◆ **Requirement**
Below are the entries; return every line among them that holds the word "form".

◆ **Data for the task**
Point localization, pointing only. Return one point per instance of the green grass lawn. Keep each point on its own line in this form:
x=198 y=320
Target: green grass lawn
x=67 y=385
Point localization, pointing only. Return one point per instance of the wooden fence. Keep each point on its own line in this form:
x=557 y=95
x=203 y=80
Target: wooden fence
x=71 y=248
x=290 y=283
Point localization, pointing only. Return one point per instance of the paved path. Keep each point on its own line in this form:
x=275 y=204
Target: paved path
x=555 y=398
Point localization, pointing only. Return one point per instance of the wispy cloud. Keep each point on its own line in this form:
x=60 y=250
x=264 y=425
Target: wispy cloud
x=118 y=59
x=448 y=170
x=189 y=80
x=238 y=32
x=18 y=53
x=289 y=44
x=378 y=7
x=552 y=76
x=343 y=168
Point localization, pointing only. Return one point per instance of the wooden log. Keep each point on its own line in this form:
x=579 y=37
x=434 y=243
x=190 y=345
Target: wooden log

◆ **Task solution**
Point localization, pointing only. Return one point per instance of the green grass lawn. Keep each point on its own line in this form:
Point localization, pointing only. Return one point per instance of the wooden fence. Keep each point on its own line in this form:
Point localization, pointing only. Return one point per instance of the paved path. Keep each point on its own line in this form:
Point localization, pointing only. Return one point per instance of the wispy cloud. Keep each point on its own line in this form:
Point localization, pointing only. Return one point per instance of the wooden log. Keep each point on its own line in this form:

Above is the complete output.